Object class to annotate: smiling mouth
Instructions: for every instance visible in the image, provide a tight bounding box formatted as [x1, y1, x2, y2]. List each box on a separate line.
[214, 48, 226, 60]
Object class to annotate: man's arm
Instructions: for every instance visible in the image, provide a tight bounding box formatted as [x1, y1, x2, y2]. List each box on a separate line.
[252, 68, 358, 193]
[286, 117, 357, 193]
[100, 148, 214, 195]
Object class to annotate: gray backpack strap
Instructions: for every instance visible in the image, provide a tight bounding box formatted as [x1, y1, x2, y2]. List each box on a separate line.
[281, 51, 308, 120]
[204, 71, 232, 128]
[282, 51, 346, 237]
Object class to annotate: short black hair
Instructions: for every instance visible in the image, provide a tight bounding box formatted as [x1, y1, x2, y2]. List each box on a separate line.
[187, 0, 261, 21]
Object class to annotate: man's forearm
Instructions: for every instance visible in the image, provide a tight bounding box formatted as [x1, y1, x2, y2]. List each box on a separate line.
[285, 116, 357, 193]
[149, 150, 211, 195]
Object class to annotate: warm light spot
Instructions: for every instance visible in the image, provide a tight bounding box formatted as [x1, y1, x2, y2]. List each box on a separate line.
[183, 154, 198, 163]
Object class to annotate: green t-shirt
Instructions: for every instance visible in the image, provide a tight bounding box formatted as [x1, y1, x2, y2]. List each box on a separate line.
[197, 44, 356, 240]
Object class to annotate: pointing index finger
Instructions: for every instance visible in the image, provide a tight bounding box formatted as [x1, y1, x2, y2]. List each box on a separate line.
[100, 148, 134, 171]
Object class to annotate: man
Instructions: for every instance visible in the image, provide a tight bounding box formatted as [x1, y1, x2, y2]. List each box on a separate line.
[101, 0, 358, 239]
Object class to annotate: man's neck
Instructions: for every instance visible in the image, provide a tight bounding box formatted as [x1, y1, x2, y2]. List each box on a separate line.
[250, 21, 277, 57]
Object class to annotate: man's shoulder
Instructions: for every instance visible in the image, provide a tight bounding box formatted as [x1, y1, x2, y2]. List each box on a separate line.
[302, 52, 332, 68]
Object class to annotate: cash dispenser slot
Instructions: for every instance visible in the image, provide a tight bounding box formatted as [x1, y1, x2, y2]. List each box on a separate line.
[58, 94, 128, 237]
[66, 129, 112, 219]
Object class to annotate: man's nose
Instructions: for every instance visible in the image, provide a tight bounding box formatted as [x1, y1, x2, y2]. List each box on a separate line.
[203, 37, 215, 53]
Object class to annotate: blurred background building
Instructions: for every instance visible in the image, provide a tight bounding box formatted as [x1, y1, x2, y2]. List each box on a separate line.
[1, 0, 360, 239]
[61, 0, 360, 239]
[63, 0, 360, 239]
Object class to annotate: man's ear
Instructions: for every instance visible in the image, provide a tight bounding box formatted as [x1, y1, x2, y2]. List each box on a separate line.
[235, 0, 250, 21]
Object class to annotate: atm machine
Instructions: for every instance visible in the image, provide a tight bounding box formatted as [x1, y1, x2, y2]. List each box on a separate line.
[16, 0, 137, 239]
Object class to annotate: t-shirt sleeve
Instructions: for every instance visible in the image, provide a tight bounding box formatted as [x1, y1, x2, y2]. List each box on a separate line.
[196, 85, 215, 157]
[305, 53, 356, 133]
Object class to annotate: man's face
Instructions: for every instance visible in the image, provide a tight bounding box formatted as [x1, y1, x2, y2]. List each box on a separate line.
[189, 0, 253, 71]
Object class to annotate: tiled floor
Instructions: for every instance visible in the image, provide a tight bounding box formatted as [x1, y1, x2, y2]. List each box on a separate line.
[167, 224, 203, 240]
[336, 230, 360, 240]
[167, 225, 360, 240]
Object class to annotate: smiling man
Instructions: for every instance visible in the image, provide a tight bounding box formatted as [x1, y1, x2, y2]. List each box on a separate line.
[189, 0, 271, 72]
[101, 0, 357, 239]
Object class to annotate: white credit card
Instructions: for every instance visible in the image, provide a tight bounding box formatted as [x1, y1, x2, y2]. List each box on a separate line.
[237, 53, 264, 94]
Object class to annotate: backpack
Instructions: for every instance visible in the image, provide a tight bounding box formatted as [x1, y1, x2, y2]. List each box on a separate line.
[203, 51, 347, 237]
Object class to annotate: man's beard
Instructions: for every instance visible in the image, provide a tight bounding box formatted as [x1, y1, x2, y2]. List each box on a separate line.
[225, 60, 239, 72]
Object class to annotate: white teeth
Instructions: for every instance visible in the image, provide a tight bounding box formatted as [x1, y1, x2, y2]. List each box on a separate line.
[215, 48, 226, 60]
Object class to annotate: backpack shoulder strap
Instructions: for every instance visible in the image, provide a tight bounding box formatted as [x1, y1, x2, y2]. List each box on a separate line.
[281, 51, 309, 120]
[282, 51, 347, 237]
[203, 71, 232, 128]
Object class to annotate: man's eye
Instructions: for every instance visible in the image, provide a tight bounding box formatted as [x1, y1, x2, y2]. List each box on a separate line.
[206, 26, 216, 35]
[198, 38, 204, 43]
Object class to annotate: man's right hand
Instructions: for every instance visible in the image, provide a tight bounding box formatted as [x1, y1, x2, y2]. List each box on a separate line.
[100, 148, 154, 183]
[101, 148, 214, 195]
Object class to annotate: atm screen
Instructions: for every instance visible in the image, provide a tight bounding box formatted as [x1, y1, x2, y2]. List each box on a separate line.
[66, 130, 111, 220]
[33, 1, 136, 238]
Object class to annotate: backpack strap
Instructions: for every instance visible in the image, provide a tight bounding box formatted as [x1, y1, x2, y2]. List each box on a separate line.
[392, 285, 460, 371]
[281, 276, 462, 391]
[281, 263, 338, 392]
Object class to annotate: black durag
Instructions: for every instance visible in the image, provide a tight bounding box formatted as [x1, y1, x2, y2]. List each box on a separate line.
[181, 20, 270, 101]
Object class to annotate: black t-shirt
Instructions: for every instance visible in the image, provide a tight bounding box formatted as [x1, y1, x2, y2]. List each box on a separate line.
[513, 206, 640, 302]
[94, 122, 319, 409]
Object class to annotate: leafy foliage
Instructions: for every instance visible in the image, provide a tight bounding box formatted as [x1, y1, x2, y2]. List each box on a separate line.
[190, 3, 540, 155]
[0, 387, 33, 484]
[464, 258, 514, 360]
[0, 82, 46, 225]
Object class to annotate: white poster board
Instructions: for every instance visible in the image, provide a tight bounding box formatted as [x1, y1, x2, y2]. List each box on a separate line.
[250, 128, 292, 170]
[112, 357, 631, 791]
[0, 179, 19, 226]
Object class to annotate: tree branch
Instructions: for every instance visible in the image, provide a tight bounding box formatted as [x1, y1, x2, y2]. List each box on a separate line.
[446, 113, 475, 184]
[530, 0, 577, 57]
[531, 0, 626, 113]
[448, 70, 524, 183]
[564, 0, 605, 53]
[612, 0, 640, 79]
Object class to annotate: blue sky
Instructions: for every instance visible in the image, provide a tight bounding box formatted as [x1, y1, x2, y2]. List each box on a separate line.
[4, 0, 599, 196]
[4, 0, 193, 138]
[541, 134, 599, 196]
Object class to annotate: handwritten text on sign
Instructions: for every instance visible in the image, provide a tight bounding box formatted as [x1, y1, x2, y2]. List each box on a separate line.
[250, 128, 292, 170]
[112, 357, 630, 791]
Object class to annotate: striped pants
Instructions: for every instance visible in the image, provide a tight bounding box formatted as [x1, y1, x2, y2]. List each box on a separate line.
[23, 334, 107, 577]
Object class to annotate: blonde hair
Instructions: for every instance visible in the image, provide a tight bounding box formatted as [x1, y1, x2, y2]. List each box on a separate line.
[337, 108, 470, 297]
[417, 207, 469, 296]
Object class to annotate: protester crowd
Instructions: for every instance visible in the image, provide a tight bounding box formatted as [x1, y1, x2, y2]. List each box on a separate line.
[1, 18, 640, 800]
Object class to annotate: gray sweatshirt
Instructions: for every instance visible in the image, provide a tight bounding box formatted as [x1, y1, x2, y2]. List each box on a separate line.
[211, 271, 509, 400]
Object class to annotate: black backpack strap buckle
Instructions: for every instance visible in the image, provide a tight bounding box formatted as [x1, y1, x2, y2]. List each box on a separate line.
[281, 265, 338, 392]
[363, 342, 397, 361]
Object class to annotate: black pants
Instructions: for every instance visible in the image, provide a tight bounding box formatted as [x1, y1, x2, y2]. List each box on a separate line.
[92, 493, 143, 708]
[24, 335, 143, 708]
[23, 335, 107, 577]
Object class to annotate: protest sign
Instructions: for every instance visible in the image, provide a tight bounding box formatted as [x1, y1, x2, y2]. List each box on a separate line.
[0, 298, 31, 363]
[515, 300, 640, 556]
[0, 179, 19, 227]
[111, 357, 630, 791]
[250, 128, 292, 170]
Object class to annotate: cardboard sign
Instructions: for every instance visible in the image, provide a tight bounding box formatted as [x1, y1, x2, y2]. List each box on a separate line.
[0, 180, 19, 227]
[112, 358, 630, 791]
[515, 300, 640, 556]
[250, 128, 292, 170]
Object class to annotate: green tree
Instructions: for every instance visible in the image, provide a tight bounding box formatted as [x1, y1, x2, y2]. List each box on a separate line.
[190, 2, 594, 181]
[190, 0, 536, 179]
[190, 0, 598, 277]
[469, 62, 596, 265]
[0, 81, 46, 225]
++++++++++
▸ ACTIVITY:
Give again, exactly as written, the lines running from the first line of the data above through the line that contains "Object class to annotate: man's neck".

▸ FINISHED TASK:
Object class to annotate: smiling mouth
Instructions: for every instance visible in the image, provide a tight bounding box formatted as [x1, y1, x2, y2]. List each box on a separate line.
[214, 48, 226, 60]
Object class to annotate: man's arm
Instructions: for every instance visible in the image, provide a tight bounding box formatted as [x1, y1, x2, y2]. List each box on a separate line.
[252, 68, 358, 193]
[286, 117, 357, 193]
[100, 148, 214, 195]
Object class to annotate: gray backpack strap
Instructions: for every instance visible in the image, provide a tight bounding box formatted as [x1, y1, x2, y2]. List each box on a separate line.
[281, 51, 308, 120]
[204, 71, 232, 128]
[282, 51, 346, 237]
Object class to annotate: short black hair
Instructions: for every instance visible in the image, provide a tight bounding box formatted as [x1, y1, x2, y2]. List each box on a separate line.
[187, 0, 261, 21]
Object class to annotate: man's forearm
Instructions: for every instance visible in the image, provide a tight bounding box formatted as [x1, y1, x2, y2]. List each box on a separate line.
[285, 116, 357, 193]
[149, 150, 211, 195]
Object class to annotate: warm light spot
Instructions: for every instance visible in the image, provide a tight bounding box formatted as [x1, y1, x2, y2]. List each box on a separate line.
[183, 154, 198, 163]
Object class to annotate: green t-shirt
Instructions: for every instance visible in the image, provide a tight bounding box formatted as [x1, y1, x2, y2]. List each box on a separate line.
[197, 44, 356, 240]
Object class to annotate: pointing index finger
Instructions: for every instance visible in the image, provide a tight bounding box formatted as [x1, y1, x2, y2]. List each box on a separate line.
[100, 148, 134, 171]
Object class to annotate: man
Instructions: for every instance visible in the image, provide a tight bounding box formatted as [x1, y1, x2, y2]. List each box on a separate line.
[101, 0, 358, 239]
Object class to annotate: man's neck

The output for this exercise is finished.